> [Problem description] Count the lines in the listing below that contain the string "balcony", matching case exactly, and return only that number.

> [Location identification entries]
+ + + +

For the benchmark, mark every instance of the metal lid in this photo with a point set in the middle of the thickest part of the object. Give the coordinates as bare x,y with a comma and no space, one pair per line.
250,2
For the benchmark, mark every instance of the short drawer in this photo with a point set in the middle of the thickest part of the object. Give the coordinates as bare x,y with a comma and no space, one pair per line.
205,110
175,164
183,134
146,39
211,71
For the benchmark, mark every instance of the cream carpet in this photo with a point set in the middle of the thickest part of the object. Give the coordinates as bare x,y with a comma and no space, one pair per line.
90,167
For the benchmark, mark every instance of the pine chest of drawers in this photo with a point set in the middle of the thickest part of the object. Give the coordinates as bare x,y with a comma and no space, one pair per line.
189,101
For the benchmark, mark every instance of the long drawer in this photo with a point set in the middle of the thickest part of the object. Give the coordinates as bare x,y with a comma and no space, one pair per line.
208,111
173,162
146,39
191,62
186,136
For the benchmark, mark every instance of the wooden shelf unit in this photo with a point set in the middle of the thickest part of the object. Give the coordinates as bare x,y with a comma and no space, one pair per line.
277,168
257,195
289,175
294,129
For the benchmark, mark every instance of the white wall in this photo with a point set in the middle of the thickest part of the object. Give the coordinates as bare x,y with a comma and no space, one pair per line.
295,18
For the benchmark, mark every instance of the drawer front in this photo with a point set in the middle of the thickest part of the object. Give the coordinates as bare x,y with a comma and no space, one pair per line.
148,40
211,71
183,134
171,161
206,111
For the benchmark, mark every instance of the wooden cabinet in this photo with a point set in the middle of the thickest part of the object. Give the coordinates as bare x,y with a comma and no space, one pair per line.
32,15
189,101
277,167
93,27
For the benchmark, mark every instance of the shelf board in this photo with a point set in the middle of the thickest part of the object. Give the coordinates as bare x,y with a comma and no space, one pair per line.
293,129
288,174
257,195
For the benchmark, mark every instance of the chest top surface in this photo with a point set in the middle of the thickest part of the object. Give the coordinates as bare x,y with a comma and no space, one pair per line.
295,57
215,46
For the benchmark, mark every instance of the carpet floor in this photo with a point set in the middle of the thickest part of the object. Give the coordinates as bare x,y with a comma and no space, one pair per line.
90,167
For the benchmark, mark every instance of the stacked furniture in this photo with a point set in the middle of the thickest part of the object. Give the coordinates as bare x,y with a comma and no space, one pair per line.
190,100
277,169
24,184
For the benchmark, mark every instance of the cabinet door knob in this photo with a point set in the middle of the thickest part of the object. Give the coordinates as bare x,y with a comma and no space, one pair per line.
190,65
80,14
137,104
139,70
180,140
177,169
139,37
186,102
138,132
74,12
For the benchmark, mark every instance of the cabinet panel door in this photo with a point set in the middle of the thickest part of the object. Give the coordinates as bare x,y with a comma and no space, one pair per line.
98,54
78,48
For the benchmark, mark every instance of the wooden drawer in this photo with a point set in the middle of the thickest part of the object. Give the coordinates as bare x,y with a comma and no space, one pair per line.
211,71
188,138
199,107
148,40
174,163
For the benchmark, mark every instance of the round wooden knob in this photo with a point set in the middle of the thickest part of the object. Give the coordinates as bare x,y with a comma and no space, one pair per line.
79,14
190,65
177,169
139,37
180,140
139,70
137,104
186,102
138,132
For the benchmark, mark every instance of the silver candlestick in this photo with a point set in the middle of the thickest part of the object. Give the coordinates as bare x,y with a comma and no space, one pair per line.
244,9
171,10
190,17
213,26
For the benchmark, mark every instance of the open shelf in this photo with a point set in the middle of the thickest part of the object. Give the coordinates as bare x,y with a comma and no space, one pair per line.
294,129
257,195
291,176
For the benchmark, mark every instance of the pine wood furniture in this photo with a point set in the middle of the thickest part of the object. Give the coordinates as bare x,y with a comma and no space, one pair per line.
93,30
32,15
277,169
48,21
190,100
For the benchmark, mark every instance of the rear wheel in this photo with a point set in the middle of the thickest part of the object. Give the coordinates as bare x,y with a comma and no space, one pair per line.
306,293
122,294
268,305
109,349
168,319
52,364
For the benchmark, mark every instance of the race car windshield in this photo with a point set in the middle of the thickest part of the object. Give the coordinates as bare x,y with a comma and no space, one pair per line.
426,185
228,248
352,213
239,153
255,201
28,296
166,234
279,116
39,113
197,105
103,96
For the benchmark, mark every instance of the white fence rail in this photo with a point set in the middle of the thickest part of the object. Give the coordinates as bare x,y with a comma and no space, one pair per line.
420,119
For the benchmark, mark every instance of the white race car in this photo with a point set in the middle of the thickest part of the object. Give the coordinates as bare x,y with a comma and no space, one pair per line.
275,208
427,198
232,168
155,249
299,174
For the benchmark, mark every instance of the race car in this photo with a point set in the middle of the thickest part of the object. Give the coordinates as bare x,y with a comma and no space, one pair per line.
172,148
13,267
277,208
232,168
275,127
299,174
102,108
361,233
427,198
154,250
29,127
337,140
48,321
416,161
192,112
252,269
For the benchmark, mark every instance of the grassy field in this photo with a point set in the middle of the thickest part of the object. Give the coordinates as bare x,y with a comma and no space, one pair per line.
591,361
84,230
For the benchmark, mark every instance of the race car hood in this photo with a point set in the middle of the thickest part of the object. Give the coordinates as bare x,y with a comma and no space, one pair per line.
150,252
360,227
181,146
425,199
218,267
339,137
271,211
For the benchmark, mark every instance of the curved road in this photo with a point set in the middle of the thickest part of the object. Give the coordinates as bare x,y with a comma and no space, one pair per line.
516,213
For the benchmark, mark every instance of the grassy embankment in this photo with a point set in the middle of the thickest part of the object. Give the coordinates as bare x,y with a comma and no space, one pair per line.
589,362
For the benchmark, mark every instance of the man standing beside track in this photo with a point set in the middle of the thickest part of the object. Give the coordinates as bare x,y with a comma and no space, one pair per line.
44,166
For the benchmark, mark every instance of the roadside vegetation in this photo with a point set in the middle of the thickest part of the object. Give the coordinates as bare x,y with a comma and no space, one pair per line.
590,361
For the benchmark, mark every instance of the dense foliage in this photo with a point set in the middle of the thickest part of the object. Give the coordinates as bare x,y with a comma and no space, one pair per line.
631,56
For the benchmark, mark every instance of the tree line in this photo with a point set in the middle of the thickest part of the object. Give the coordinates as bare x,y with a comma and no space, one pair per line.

+ + + +

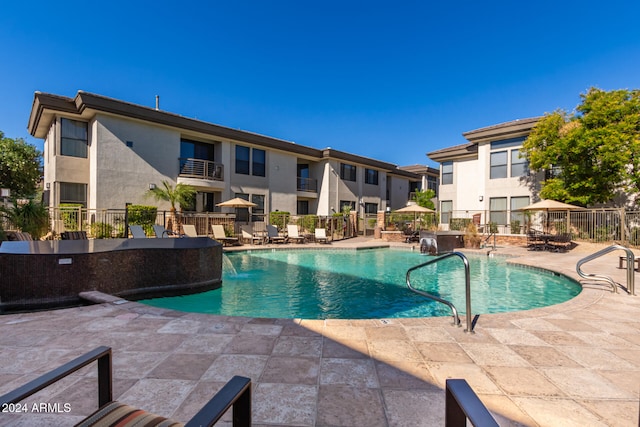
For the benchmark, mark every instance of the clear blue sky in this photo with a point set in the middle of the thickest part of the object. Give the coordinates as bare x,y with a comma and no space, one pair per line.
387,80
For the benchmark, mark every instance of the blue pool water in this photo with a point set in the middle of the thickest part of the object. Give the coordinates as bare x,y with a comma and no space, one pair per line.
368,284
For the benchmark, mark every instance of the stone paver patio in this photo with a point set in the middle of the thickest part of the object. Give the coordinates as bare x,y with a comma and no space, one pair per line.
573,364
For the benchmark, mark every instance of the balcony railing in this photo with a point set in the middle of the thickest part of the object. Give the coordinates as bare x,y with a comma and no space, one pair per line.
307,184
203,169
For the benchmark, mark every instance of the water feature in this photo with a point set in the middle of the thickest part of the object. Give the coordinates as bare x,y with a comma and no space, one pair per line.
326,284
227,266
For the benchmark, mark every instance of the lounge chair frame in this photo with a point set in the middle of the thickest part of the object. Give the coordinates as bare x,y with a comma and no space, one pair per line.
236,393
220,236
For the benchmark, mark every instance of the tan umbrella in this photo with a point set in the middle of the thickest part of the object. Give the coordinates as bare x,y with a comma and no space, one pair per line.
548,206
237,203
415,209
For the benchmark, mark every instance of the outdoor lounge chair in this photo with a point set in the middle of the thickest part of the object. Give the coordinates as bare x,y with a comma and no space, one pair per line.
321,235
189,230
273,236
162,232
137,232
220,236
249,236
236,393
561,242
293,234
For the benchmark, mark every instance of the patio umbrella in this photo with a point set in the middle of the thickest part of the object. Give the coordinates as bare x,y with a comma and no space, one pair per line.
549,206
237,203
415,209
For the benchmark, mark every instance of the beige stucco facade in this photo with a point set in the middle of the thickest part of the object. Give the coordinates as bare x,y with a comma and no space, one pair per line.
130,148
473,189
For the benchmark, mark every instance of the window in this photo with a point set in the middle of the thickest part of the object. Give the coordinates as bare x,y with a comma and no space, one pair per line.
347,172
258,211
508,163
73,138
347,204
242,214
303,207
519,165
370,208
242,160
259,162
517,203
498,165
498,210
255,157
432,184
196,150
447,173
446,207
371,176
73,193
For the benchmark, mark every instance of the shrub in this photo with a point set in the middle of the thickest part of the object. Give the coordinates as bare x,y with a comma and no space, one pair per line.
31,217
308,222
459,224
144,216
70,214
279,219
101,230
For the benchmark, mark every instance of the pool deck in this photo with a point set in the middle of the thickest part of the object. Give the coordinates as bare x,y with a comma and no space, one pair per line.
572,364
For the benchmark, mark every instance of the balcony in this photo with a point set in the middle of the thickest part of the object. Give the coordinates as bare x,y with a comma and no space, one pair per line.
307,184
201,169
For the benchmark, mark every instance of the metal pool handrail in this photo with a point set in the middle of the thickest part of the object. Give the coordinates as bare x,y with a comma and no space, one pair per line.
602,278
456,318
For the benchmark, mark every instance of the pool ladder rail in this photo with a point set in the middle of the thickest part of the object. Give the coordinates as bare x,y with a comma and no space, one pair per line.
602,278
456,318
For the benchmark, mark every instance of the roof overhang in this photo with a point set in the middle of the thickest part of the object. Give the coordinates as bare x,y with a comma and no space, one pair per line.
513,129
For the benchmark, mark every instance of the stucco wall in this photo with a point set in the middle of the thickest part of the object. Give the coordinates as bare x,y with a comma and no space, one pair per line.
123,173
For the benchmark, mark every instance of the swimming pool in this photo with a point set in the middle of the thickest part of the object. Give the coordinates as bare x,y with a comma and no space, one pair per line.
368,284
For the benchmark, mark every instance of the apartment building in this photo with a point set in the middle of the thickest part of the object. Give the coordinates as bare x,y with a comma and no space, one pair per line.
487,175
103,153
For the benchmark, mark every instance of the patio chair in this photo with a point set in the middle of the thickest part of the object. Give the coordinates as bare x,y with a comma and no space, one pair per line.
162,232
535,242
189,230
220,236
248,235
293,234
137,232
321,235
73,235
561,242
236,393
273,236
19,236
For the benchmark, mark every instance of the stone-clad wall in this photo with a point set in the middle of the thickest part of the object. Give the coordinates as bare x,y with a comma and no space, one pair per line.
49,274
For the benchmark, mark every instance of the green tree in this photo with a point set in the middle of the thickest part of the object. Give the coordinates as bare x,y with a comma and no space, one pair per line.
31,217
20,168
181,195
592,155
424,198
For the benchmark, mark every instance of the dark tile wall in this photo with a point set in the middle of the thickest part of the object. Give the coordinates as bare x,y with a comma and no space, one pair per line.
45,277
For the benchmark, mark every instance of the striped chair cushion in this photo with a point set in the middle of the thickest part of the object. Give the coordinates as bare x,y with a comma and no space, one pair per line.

+ + + +

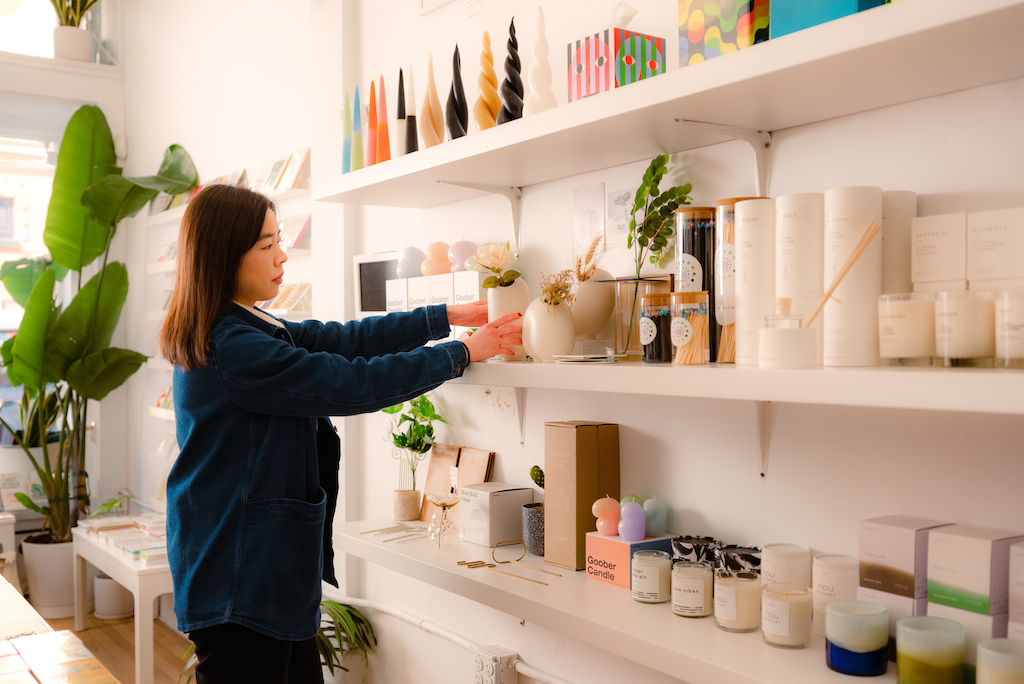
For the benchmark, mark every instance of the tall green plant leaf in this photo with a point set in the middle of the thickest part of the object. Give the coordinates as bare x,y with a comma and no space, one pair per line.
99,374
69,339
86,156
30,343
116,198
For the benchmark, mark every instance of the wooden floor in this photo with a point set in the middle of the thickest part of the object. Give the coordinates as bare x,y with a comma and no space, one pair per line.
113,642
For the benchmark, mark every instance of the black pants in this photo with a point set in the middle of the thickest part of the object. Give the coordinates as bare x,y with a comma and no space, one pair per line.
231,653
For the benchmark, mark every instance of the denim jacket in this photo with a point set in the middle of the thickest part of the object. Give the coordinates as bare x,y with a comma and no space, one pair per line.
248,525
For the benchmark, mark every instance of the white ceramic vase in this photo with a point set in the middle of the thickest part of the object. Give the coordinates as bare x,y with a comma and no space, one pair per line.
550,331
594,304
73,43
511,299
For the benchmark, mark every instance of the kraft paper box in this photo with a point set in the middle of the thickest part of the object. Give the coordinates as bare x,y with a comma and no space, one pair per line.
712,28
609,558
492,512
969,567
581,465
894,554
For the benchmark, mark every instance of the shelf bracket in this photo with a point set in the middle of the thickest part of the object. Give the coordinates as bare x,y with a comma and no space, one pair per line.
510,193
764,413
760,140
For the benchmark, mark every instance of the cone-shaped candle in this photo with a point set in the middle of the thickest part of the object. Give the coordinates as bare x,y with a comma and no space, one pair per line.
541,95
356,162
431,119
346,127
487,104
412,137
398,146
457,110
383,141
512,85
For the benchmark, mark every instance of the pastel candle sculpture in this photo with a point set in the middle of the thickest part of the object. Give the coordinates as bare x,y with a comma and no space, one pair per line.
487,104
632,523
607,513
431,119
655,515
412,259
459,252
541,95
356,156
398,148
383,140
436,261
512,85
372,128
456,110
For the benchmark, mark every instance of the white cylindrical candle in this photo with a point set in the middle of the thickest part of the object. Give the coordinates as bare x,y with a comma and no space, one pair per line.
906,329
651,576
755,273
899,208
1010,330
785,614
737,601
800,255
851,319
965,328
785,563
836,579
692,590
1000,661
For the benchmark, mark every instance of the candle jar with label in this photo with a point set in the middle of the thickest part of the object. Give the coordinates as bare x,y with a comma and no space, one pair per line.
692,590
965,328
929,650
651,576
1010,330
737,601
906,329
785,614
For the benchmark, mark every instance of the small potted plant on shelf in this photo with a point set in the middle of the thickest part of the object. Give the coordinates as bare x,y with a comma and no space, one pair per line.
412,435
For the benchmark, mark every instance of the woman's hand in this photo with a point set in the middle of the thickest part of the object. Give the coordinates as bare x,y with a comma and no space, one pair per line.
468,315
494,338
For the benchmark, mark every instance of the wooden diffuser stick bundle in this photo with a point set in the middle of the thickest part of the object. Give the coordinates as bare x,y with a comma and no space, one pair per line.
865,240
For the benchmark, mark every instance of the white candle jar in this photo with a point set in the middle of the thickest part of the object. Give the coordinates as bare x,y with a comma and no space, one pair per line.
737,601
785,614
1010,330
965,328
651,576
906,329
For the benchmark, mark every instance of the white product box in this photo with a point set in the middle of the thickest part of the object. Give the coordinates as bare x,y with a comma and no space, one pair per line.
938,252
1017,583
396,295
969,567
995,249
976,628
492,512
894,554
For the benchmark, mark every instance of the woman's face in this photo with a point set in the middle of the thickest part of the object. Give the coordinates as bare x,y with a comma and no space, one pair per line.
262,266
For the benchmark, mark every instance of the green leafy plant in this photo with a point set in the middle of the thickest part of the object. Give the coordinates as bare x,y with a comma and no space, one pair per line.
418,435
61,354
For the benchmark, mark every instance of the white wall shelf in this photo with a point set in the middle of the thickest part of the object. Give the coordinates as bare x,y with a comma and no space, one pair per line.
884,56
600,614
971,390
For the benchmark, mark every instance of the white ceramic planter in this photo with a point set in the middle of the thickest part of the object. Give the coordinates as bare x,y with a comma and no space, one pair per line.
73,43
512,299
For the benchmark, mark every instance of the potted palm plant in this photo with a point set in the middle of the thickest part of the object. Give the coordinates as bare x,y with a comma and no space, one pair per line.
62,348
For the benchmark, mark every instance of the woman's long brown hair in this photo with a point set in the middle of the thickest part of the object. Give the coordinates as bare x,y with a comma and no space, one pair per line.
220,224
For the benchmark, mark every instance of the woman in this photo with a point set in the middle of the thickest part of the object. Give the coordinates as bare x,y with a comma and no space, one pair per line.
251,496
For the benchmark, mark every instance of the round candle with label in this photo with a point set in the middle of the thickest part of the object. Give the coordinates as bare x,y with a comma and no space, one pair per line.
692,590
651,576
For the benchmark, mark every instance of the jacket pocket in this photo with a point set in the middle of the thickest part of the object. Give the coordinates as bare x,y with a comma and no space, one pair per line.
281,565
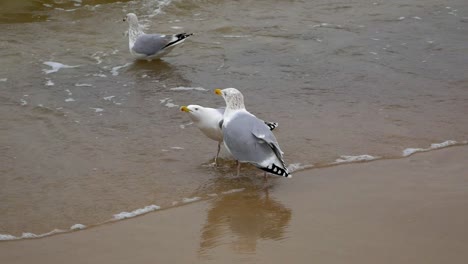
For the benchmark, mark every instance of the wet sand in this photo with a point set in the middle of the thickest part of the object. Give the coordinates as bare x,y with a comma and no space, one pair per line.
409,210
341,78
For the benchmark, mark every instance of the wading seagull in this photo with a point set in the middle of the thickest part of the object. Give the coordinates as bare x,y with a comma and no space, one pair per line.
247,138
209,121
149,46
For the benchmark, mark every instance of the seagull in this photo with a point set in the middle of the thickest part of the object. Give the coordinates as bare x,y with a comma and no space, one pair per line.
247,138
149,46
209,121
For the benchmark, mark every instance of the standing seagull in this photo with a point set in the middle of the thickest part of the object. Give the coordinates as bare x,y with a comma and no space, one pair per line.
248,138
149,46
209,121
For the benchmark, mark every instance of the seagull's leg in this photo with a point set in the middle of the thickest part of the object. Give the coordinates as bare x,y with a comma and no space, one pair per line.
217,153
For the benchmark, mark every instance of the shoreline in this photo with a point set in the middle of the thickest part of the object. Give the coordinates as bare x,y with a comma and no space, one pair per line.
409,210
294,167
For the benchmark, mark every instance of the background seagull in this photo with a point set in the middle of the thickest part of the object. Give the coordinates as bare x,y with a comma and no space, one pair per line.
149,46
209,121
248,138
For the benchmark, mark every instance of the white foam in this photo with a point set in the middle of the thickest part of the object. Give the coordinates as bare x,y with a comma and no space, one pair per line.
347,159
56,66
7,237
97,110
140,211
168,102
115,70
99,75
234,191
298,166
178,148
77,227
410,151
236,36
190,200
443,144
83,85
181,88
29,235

+ + + +

> [Written answer] 2